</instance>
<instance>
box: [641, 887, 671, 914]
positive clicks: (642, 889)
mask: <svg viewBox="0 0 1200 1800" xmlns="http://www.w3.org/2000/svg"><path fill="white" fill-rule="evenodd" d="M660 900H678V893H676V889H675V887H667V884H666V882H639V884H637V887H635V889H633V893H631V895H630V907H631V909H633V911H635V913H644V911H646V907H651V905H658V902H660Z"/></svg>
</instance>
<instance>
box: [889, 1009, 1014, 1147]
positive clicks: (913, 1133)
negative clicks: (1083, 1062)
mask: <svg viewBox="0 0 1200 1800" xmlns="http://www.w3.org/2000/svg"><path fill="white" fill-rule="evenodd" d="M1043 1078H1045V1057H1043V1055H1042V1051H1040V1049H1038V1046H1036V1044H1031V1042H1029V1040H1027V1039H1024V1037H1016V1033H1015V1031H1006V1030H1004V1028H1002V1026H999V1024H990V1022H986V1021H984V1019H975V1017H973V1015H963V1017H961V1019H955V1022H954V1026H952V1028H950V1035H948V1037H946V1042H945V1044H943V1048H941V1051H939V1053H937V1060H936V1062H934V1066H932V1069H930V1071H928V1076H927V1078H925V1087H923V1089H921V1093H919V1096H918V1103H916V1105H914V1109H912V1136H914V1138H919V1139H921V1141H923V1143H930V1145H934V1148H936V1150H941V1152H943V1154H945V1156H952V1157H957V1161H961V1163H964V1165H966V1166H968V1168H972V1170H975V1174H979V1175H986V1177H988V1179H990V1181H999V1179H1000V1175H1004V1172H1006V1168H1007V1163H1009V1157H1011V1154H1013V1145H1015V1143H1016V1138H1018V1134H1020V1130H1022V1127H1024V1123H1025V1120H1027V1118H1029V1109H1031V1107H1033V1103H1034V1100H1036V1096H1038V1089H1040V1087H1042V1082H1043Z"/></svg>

^^^^^^^^

- [WHAT THE EXERCISE ASKS]: Quote each line of the data above exactly as written.

- [WRITTEN SOLUTION]:
</instance>
<instance>
box: [641, 887, 671, 914]
positive clicks: (642, 889)
mask: <svg viewBox="0 0 1200 1800" xmlns="http://www.w3.org/2000/svg"><path fill="white" fill-rule="evenodd" d="M660 900H678V893H676V889H675V887H667V884H666V882H639V884H637V887H635V889H633V893H631V895H630V907H631V909H633V911H635V913H644V911H646V907H651V905H658V902H660Z"/></svg>
</instance>
<instance>
box: [889, 1009, 1014, 1147]
positive clicks: (913, 1133)
negative clicks: (1083, 1062)
mask: <svg viewBox="0 0 1200 1800" xmlns="http://www.w3.org/2000/svg"><path fill="white" fill-rule="evenodd" d="M1043 1078H1045V1057H1043V1055H1042V1051H1040V1049H1038V1046H1036V1044H1031V1042H1029V1040H1027V1039H1024V1037H1016V1033H1015V1031H1006V1030H1004V1028H1002V1026H999V1024H990V1022H986V1021H984V1019H975V1017H973V1015H963V1017H961V1019H955V1022H954V1026H952V1028H950V1035H948V1037H946V1042H945V1044H943V1048H941V1051H939V1053H937V1060H936V1062H934V1066H932V1069H930V1071H928V1076H927V1078H925V1087H923V1089H921V1093H919V1096H918V1103H916V1105H914V1109H912V1136H914V1138H919V1139H921V1141H923V1143H930V1145H934V1148H936V1150H941V1152H943V1154H945V1156H952V1157H957V1161H961V1163H964V1165H966V1166H968V1168H972V1170H975V1174H979V1175H986V1177H988V1179H990V1181H999V1179H1000V1175H1004V1172H1006V1168H1007V1163H1009V1157H1011V1154H1013V1145H1015V1143H1016V1138H1018V1134H1020V1130H1022V1127H1024V1123H1025V1120H1027V1118H1029V1109H1031V1107H1033V1103H1034V1100H1036V1096H1038V1089H1040V1087H1042V1082H1043Z"/></svg>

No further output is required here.